- **Page extract**:
....

Somers said he likes the iconic 1930s Grant Wood painting and the sculpture, known as God Bless America. But he would have preferred a different selection for such a large piece, or at least placing it near a different kind of sculpture to trigger a discussion of the many sides of Mesa.
The sculpture was unveiled Friday and will remain through July 15, funded by the non-profit Downtown Mesa Association. It cost $18,000 to rent the statue by Seward Johnson, whose statues were displayed downtown about a decade ago and drew huge crowds. The statues are part of an effort to draw visitors downtown and boost spending at local businesses.
The God Bless America statue has toured Florida and was well-visited during a yearlong stop in downtown Chicago.
That made the statue seem a good fit in Mesa, said DMA President Tom Verploegen.
"We think it will drive a couple hundred thousand people in four and a half months," he said. "When it left Chicago, the question there was: Who hasn't had their picture taken with God Bless America?"
The sculpture is displayed at Main Street and Macdonald, joining 36 pieces the DMA owns and displays permanently. The art is a popular Main Street attraction, especially among winter visitors.
The sculpture will invoke images of Mesa as salt-of-the-earth people - and that's fine, said Joanie Flatt, owner of an East Valley public relations firm. She's watched Mesa collectively wring its hands over its image for years, she said, and thinks things are slowly changing for the better.
She contrasted God Bless America with the 125-foot-tall sculpture in downtown Phoenix called Her Secret is Patience. The jellyfish-like netting is illuminated at night and has become a new feature of that city's downtown, but with some controversy.
Mesa should be proud of the more humble sculpture, she said.
"That's a gusty thing to bring in something like that, and it's not nearly as yucky looking as that amoeba-looking thing in the sky in Phoenix," Flatt said. "It's like a big placenta."
The sculpture is sure to trigger a discussion, said Councilman Dennis Kavanaugh, a longtime arts supporter who added that he hopes visitors don't see it in the way Somers fears.

....

- **Data for this task**:
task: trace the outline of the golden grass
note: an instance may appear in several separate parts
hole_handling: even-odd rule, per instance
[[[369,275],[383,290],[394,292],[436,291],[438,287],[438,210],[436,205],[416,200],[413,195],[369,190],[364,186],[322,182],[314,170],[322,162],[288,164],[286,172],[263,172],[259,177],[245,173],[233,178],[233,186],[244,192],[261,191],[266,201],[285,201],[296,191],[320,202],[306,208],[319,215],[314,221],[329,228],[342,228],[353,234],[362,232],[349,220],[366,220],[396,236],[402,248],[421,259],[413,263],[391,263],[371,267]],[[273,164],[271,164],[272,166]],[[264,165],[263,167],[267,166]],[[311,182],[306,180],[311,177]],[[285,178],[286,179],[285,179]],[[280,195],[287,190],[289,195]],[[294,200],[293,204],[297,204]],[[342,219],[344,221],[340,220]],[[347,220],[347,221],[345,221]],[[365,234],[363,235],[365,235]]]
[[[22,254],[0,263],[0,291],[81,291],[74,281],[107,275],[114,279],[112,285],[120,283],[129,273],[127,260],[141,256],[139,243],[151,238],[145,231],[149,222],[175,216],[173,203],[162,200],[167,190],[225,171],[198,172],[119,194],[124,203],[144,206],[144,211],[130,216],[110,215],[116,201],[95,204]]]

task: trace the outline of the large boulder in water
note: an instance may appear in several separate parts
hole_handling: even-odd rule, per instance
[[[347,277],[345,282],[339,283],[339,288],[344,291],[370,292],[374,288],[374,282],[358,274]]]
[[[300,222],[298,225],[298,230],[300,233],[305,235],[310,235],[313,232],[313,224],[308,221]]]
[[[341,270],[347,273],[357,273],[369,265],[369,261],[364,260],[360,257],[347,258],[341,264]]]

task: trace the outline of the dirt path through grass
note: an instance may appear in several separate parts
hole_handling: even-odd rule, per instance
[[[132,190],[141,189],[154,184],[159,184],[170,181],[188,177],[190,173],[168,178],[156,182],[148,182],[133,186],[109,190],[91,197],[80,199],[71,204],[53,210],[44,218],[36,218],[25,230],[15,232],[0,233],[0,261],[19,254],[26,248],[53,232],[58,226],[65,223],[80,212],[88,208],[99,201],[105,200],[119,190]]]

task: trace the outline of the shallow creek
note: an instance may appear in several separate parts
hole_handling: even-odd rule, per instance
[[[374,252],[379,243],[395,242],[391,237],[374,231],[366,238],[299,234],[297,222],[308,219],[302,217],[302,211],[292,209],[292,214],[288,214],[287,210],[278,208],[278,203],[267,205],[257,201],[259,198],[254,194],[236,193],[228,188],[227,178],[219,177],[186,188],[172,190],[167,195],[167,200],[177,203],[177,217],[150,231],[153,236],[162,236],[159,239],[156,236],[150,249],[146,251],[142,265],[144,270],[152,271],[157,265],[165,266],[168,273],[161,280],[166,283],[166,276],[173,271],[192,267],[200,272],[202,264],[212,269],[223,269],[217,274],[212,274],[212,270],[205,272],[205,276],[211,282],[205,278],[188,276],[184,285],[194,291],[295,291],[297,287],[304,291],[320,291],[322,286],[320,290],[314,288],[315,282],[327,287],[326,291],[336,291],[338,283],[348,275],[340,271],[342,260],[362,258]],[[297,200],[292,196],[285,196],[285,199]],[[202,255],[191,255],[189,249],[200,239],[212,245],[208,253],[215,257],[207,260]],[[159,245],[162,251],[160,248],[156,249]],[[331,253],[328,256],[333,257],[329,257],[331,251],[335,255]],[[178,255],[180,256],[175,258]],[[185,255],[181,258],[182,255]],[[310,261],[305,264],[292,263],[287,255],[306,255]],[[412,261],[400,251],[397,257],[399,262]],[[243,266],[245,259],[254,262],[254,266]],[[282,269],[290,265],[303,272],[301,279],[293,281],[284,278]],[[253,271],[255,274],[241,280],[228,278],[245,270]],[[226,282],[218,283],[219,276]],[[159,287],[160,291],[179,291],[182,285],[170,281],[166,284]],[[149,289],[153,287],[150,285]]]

....

- **Task requirements**:
a - Pick out each line of the records above that contains the string "grass" and copy it.
b - Extend the news piece about the God Bless America sculpture in downtown Mesa, picking up after its last sentence.

- **Exercise responses**:
a -
task: trace the outline of the golden grass
task: trace the outline of the dirt path through grass

b -
Kavanaugh figures anybody downtown will notice other sculptures and the modern Mesa Arts Center a block away, which features five modern art galleries.
"Look at the whole package of art that is on display in the downtown arts district," he said. "That's ultimately where people will form their opinion of the city."
Several other council members said they liked God Bless America. Councilwoman Dina Higgins sometimes makes and sells metal sculptures, but she objected to the DMA's expense in a poor economy.
"When we're just barely scraping along, to spend money on art is just really outlandish," she said.
Ongoing art displays tend to turn areas into popular tourist attractions that help the economy, said Valerie Vadala Homer, Scottsdale's public art director. She doesn't see a downside to God Bless America and figures it will boost interest in Mesa.
"Even people who are opposed to this or find it controversial, I will bet you that they will go look at it and will take a picture of it," Vadala Homer said.
Even Somers expects some people to see it because of its controversy. While he would have preferred a different sculpture, he said he knows it will do some good by attracting crowds - and more attention - to downtown.
"It's going to do all the things the DMA hopes it will do," Somers said. "You're writing a story about it, so it's working."